The following report is what happens when First Nations people don't have the power to fund their own programs, and find themselves in chaos after having their culture and tribal boundaries forcibly disrupted by a patronising government which is largely made up of righteous and brutal illegal British invaders descendants.
Mix this in with white mans lies, their ongoing genocide, regular erratic changes of forced regulations and disclosing sacred songlines of the last remaining remnants of the world's oldest culture, the results of belated and spasmodic curiosity and the exploitation for the governments beloved tourist dollars.
Nicolas Rothwell The Australian 22 March 2014
It seemed like a dream arts project for the remote western desert's Aboriginal communities - a research and exhibition series sponsored by great educational and cultural institutions in the nation's capital, ethically well-funded, managed by a team of academic and curatorial experts. It would be the first enterprise to map the songlines of Indigenous Australia with the tools of modern science, and do so with Aboriginal participation, in a cross-cultural spirit, co-operatively, preserving knowledge, advancing understanding. It would show the world the depth of desert life-ways and history. Even the title chosen for the project expressed the sharp excitement its proponents felt: Alive with the Dreaming!
This excitement was shared by the Australian Research Council, which gave the venture funding of more than $800,000 in its 2011 round of grants. Fittingly enough, the project's first focus was the most famous of all the songlines, the Seven Sisters story, which winds its way across the dunes and mesas of the desert rangelands. It is a tale of pursuit and subterfuge: a wily man gives endless chase, the sisters flee. For years it has been portrayed by outsiders as a women's story. One past attempt by anthropologists to research its sites was a women-only affair. The saga has already inspired many majestic artworks by painters in the best-known desert communities, so it was a natural theme for a high-profile exhibition. But there was scope in the new project to explore the meaning of the songlines even further. Were they not, after all, a kind of continent-wide geographic imprinting? Those mazy tracks could be portrayed at last in their true light - as emblems of identity, "rich in spiritual, ecological and economic knowledge", paths of "iconic significance in the national cultural heritage of Indigenous and non-Indigenous Australia".
Fine words for a beginning, but three years on the songlines dream has turned into a nightmare for the Aboriginal desert people caught up in its coils: the museums advancing the project grasp little of the depths of the inland's religious system; the consultations with song-cycle custodians to date have been bizarre and ill-managed; there are elaborate paper protocols and safeguards but, in practice, no is a word Aboriginal art researchers just don't understand.
The upshot is that on the eve of the first Songlines exhibition, opening this weekend at the South Australian Museum in Adelaide, the Pitjantjatjara desert people of the state's north are in extreme tension, divided, full of anguish. The exhibition has its coterie of Aboriginal backers and its fierce opponents. It is faction against faction, family against family. No collision in recent decades between the grand designs of the mainstream world and an Aboriginal resistance campaign quite rivals this one for its long-term impact: its controversies dominate the community night-time fires. Senior men and women in the heartland talk of little else.
What began as a dewy research scheme to exalt desert art and knowledge is increasingly being seen in the bush as a mortal threat to traditional law and culture.

◆ ◆ ◆ ◆ ◆ ◆ ◆

* Goal A
Copy out the passage of the songlines project article starting at "The upshot is" and ending at "of little else.".

◆ ◆ ◆ ◆ ◆ ◆ ◆

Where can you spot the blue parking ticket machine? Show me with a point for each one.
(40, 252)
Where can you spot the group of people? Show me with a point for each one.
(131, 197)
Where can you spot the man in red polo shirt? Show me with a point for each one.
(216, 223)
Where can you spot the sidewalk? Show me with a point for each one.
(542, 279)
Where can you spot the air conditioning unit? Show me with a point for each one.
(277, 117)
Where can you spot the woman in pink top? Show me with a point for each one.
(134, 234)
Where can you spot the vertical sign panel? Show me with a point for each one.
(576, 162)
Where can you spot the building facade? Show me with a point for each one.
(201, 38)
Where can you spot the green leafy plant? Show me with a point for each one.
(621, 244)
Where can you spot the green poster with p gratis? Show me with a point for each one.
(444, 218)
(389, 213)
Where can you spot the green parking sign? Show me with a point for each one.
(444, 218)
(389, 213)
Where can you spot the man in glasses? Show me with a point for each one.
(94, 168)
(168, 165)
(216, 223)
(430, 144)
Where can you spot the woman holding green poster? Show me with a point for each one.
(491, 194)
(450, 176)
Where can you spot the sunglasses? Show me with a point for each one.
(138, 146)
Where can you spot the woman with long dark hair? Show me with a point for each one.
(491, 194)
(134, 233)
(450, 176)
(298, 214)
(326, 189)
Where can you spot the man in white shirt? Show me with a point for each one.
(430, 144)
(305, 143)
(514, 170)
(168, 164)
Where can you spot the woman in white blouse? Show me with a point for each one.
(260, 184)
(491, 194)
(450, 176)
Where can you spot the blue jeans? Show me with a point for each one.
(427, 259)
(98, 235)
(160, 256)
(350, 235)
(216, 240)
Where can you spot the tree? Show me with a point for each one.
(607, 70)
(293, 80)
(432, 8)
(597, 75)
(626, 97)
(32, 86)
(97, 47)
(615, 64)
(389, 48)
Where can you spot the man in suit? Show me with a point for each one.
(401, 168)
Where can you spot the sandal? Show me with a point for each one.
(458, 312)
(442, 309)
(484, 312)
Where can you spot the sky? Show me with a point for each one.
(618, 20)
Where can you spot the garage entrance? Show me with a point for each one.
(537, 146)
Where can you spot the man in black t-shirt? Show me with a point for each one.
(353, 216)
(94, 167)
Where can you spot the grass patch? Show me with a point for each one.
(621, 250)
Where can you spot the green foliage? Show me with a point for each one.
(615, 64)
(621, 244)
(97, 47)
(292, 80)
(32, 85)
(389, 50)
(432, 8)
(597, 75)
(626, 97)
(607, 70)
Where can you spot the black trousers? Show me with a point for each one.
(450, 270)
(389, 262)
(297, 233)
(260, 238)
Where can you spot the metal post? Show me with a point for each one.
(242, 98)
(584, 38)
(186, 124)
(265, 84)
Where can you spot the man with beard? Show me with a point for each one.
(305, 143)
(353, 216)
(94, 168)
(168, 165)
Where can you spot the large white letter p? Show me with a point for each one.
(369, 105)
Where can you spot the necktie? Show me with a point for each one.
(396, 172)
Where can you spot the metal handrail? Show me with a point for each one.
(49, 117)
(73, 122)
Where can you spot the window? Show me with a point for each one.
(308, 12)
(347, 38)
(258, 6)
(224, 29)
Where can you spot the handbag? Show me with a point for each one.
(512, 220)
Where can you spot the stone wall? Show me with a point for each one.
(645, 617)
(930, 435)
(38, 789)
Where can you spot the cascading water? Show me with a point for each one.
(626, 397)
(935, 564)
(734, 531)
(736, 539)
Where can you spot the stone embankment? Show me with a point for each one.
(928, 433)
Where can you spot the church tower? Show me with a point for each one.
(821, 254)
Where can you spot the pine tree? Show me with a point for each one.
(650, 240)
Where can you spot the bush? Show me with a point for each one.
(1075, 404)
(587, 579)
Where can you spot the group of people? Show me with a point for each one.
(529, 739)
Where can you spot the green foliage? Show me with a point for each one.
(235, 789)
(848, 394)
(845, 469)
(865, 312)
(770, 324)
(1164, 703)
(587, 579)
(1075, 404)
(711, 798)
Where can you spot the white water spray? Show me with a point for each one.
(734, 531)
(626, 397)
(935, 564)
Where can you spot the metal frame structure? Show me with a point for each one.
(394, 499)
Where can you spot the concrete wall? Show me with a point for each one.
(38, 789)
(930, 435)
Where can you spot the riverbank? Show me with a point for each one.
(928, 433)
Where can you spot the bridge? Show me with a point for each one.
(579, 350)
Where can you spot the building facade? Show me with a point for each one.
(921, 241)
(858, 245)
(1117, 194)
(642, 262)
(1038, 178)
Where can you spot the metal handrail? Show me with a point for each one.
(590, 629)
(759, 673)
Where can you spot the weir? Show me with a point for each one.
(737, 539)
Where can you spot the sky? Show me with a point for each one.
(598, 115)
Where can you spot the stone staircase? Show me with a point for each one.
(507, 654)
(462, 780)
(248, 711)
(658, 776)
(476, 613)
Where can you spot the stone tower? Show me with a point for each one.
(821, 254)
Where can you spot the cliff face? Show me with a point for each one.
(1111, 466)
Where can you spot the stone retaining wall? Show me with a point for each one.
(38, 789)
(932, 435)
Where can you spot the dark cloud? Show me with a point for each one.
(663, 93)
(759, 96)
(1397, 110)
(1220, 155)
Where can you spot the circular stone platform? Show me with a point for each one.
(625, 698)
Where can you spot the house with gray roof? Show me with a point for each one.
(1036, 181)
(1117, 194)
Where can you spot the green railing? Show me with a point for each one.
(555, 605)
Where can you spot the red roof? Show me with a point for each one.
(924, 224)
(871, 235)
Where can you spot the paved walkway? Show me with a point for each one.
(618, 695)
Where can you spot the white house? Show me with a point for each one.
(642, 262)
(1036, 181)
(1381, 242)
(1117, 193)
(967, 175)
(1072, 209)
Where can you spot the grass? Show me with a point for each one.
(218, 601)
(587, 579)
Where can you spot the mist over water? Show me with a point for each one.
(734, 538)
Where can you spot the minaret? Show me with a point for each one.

◆ ◆ ◆ ◆ ◆ ◆ ◆

* Goal B
How many lines of the records contain the word "shirt"? Give only the number.

* Worked answer A
The upshot is that on the eve of the first Songlines exhibition, opening this weekend at the South Australian Museum in Adelaide, the Pitjantjatjara desert people of the state's north are in extreme tension, divided, full of anguish. The exhibition has its coterie of Aboriginal backers and its fierce opponents. It is faction against faction, family against family. No collision in recent decades between the grand designs of the mainstream world and an Aboriginal resistance campaign quite rivals this one for its long-term impact: its controversies dominate the community night-time fires. Senior men and women in the heartland talk of little else.

* Worked answer B
3